» AIM
Copy only this range: the line with "Task: Where can the man be" through the final line of the material, inclusive at both ends.
** Start DATA ENTRIES **
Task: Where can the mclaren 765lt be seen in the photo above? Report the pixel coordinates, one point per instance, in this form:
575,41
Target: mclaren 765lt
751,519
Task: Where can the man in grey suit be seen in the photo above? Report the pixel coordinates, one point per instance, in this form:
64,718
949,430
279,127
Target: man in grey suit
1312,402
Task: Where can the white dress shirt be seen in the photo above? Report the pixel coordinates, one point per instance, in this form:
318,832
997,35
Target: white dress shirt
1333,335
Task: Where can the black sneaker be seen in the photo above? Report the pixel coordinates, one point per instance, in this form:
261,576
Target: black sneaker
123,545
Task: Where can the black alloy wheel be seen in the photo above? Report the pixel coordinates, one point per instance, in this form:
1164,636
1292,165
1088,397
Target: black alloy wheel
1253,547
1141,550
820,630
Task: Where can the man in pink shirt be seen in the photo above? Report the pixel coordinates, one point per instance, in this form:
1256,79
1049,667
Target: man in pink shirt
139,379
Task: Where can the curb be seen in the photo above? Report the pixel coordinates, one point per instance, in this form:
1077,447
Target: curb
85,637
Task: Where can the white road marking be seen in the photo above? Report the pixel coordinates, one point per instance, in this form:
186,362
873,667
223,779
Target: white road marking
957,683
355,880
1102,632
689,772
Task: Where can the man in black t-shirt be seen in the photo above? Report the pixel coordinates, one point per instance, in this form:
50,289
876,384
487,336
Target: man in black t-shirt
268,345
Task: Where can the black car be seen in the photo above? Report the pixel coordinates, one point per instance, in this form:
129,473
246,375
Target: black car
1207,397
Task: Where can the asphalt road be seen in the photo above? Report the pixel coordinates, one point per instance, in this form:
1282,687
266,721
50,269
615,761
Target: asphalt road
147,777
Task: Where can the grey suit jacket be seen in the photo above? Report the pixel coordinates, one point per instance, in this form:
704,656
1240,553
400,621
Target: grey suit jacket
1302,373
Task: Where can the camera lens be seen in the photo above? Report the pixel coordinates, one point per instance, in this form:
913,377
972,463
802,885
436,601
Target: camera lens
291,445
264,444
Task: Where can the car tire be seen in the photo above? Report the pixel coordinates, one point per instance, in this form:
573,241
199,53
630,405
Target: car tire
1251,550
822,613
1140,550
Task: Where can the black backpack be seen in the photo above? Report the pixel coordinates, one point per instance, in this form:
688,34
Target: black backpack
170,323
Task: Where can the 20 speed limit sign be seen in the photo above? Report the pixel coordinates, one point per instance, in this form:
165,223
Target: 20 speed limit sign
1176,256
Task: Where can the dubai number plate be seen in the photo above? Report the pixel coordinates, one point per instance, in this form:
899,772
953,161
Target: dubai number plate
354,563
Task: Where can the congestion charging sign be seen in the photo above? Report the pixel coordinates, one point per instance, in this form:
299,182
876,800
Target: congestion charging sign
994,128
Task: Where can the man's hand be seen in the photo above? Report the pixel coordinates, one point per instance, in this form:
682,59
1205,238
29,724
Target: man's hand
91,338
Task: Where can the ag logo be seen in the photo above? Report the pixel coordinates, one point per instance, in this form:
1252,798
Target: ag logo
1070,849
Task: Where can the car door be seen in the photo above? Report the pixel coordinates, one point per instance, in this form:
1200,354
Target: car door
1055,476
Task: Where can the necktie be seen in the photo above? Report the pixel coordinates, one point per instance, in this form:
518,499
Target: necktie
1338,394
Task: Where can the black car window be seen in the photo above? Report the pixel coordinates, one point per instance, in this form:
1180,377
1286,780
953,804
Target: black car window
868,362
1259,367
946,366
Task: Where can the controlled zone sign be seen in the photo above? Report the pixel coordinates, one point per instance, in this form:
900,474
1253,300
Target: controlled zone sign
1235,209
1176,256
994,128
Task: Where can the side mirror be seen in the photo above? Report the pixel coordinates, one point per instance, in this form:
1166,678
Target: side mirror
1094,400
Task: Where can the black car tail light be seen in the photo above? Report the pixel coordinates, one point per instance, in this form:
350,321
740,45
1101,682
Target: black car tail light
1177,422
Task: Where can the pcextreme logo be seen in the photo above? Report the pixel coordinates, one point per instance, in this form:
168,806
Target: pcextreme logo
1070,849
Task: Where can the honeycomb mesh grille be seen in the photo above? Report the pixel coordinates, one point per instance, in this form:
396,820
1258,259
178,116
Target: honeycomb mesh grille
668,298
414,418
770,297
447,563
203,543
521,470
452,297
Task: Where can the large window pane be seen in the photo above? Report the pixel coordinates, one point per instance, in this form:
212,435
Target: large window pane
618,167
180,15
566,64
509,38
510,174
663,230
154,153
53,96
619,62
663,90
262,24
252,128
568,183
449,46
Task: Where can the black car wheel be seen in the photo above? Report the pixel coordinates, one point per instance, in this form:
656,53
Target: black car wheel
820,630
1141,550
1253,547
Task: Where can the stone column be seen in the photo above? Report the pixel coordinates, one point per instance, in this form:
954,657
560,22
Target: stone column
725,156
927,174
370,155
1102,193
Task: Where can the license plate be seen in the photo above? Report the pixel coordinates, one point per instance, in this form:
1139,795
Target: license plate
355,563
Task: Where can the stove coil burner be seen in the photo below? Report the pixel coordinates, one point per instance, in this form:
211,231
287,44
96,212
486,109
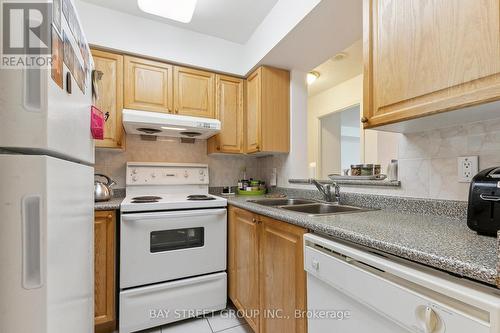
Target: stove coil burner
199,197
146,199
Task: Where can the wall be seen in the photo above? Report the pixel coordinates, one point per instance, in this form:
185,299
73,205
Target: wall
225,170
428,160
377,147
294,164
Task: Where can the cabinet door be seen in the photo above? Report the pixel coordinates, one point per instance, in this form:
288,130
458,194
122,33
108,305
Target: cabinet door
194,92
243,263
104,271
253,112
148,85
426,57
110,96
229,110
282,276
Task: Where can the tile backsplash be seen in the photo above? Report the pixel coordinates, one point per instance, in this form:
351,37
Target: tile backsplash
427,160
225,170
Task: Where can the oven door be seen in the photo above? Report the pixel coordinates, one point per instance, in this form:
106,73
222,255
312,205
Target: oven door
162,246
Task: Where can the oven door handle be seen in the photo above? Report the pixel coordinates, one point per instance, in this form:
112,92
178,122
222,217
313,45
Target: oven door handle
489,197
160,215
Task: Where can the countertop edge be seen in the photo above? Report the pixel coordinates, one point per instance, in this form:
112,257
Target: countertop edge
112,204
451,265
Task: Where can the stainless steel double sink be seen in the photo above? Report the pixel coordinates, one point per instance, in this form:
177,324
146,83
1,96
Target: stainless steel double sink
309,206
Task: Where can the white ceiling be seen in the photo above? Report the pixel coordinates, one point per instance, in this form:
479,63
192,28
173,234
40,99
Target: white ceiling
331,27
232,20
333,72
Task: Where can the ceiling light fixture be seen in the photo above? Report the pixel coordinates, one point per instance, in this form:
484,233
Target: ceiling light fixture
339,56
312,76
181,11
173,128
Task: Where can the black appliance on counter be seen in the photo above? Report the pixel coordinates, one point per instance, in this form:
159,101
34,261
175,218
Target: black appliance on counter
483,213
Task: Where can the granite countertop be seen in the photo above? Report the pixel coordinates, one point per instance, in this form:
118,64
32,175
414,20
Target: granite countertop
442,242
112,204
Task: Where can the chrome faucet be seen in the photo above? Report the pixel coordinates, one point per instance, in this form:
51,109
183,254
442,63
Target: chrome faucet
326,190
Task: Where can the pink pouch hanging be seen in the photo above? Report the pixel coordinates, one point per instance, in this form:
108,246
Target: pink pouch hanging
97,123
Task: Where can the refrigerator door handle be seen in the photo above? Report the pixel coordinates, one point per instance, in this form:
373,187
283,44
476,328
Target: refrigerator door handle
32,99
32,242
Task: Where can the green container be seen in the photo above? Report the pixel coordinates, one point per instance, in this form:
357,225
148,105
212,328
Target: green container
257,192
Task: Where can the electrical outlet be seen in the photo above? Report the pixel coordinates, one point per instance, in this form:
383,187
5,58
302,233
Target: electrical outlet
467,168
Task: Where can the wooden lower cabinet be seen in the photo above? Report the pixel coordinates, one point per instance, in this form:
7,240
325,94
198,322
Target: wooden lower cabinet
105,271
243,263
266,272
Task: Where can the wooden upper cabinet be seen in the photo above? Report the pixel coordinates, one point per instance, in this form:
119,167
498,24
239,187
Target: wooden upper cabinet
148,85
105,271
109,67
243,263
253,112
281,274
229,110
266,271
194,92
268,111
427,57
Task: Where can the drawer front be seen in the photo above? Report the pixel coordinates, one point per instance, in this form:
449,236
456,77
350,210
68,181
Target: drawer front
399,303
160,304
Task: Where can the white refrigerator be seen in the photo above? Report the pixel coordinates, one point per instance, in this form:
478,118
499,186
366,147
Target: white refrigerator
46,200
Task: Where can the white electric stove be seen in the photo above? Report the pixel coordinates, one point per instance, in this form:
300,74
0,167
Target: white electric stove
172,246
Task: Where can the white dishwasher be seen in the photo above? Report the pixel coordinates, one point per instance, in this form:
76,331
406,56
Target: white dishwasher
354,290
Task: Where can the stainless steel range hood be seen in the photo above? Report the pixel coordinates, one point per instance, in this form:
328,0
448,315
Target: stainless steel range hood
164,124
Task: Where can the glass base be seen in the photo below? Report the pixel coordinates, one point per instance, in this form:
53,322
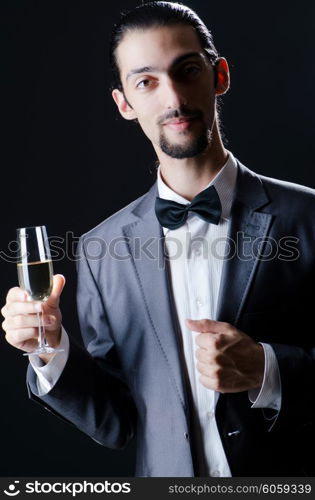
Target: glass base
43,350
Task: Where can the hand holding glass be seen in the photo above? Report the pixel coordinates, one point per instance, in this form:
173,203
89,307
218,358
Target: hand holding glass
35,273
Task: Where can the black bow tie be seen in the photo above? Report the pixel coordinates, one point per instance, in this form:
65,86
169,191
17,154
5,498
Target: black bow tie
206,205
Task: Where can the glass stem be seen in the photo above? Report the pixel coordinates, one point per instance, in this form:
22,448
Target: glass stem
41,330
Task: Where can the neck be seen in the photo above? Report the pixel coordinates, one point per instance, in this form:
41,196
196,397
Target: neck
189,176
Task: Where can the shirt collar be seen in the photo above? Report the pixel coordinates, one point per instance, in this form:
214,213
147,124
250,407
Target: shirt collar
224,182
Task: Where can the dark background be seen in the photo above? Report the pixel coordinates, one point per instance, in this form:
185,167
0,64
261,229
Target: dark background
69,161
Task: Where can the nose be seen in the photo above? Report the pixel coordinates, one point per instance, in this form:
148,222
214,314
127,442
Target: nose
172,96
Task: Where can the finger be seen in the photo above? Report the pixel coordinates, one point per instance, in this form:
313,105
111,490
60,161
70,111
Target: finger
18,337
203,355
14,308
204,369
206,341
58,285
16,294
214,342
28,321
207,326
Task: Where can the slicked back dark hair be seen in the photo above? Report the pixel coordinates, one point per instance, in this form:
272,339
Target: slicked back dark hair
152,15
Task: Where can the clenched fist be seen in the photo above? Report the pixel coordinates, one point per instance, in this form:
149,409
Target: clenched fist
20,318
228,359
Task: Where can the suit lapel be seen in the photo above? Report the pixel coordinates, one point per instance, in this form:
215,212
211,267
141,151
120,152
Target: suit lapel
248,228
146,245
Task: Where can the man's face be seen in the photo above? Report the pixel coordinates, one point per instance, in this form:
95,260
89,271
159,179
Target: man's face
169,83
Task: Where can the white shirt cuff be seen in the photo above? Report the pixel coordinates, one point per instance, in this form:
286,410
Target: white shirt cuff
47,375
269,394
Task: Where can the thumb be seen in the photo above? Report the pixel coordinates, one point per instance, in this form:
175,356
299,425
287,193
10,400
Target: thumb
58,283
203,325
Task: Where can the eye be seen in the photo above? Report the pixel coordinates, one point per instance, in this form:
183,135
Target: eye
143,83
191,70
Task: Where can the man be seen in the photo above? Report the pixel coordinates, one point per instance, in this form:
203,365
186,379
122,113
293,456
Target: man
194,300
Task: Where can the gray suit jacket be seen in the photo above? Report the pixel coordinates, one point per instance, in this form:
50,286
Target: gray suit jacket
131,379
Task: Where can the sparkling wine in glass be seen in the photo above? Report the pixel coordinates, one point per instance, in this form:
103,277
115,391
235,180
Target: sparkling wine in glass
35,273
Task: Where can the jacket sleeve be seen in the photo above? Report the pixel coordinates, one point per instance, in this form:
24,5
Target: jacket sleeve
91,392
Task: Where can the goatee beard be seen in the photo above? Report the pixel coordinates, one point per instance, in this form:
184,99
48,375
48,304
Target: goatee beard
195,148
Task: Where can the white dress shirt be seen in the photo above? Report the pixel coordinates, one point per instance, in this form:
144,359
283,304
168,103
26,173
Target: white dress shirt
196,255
** End DATA ENTRIES **
» EXERCISE ANSWER
Task: Where can the man be seen in the photo above? Report the pixel coordinates, one point per instance, in this form:
203,365
186,379
122,113
293,456
Target: man
194,300
Task: Where can the gray suit jacket be seen in the photo above? Report the pixel coordinates, one point per instance, in this form:
50,286
Target: gray suit jacket
131,379
Task: Where can the sparkling wine in glass be seen in the photo above? Report the pixel coordinates, one point per instance, in this form:
103,277
115,391
235,180
Target: sparkling wine in glass
35,273
Task: Where can the jacket sleeve be seen in the photo above? Report the pixel coordinates, one point per instance, in this form:
24,5
Target: jacket sleeve
91,392
Task: Where can the goatee beard be seen in the photo above? Report the pixel coordinates, one point per instance, in this form:
184,99
48,375
48,304
Target: goatee beard
195,148
Task: Where can the white dress shirt be seen in the photo above? Report the pixel coordinates, one point per instance, in this form:
144,359
283,304
168,103
26,173
Target: white dress shirt
196,255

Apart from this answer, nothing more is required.